§ **Exercício proposto 1**
Localize nas entradas todas as linhas que contêm a palavra "wooden" e copie cada uma delas, levando em conta a diferença entre maiúsculas e minúsculas.

Mostura com tripla decocção

Na tripla decocção são realizados 3 ciclos de retirada/fervura do mosto. São utilizadas as tr~es principais rampas de temperatura:  parada de acidificação, parada proteica e sacarificação.

Na decocção utilizaremos às seguintes proporções de água e malte:

  • Cervejas claras: em torno de 4.8-5.4 L de água/kg de malte.
  • Cervejas escuras: entre de 3.0-4.0 L de água/kg de malte.

A decocção tripla começa com o aquecimento do mosto em torno de 37°C (por volta de 15 a 30 minutos), esta temperatura ativa a enzima fitase,  que ajuda a abaixar o pH do mosto ao liberar o ácido fosfórico do malte. Enquanto fazemos a parada ácida, começamos a primeira decocção, retirando aproximadamente 1/3 do mosto e colocando na panela de fervura. Aquece-se este mosto lentamente (1°C/min) e realiza-se uma parada de 15-20 minutos em 66°C para conversão de amido, passado este tempo, continua-se o aquecimento até atingir fervura. Note que esse mosto da decocção precisa estar em constante movimentação para não queimar. Para cervejas claras, a decocção ferve por cerca de 15 minutos para cervejas escuras é recomendado ferver por até 40 minutos.

Após a fervura, essa fração de mosto é retornada ao mosto principal, o que elevará a temperatura do mosto para aproximadamente 52°C, atingindo a temperatura de ativação das protease –  parada proteica. Manter por 20 minutos minutos nesta temperatura e retirar mais 1/3 de mosto com a panela de fervura. A temperatura é elevada lentamente até atingir a fervura,mantendo por 15 a 30 minutos, dependendo do estilo da cerveja.

Após retornar a segunda decocção para o mosto principal, a temperatura subirá para aproximadamente 65°C. Nesta temperatura acontece a sacarificação, o mosto deverá ficar nesta temperatura até ocorrer a conversão de todos os amidos (fazer o teste de iodo para verificar a conversão), o que pode ocorrer entre 30 minutos a 1 hora. Após a conversão do amido estar completa, uma terceira decocção é feita (1/3 do mosto) e fervida por 15 a 30 minutos até volta-la ao mosto principal, elevando-o a 77°C – temperatura de mash out (manter por 10 minutos).

§ **Exercício proposto 2**
De acordo com o trecho sobre a tripla decocção, a que temperatura o mosto principal chega após o retorno da terceira decocção?

§ **Dados para processar**
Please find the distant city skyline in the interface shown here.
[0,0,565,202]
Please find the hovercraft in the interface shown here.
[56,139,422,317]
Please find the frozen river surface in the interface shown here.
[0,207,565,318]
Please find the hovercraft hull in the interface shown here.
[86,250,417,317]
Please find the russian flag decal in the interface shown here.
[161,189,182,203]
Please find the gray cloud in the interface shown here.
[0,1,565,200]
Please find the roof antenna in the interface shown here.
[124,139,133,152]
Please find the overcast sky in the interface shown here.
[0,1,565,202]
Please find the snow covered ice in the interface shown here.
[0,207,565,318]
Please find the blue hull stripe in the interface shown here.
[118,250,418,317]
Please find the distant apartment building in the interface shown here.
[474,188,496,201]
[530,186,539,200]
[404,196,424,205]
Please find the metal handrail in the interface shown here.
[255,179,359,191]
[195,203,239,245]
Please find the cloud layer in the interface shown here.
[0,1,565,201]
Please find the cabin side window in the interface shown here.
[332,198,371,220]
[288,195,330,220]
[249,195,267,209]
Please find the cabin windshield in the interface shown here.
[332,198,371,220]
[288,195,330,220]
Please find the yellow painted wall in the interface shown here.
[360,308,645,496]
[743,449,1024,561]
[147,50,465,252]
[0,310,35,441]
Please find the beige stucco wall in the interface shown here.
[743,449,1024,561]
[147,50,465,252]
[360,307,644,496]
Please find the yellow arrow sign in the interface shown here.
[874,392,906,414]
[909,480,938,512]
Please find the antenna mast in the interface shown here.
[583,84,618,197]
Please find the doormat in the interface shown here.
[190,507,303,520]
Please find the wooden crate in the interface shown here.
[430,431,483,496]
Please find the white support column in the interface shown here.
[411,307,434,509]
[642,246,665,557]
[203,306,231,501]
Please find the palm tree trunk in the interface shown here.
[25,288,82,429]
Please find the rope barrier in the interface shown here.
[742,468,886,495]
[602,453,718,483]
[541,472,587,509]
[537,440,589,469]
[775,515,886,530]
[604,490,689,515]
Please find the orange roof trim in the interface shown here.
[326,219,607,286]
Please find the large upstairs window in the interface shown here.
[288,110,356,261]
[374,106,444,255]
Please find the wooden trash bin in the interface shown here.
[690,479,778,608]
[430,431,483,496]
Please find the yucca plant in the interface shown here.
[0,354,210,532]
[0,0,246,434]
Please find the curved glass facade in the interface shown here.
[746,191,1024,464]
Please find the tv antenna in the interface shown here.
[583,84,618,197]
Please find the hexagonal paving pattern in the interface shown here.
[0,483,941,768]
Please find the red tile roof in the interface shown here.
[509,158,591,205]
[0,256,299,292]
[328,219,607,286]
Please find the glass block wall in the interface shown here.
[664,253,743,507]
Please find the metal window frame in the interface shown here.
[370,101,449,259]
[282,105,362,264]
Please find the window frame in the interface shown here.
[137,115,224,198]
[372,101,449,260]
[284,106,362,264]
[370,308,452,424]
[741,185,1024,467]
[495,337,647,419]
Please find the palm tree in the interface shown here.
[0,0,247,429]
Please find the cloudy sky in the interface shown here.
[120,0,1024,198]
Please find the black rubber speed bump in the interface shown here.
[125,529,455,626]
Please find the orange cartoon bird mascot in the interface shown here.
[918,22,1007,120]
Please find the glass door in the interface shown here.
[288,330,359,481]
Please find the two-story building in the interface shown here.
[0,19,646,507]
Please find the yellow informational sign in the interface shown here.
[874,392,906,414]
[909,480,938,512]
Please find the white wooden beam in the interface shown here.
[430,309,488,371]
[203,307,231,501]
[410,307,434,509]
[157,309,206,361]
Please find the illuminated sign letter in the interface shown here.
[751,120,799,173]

§ **Resposta escrita 1**
Please find the wooden crate in the interface shown here.
Please find the wooden trash bin in the interface shown here.
Please find the white wooden beam in the interface shown here.

§ **Resposta escrita 2**
A 77°C, a temperatura de mash out.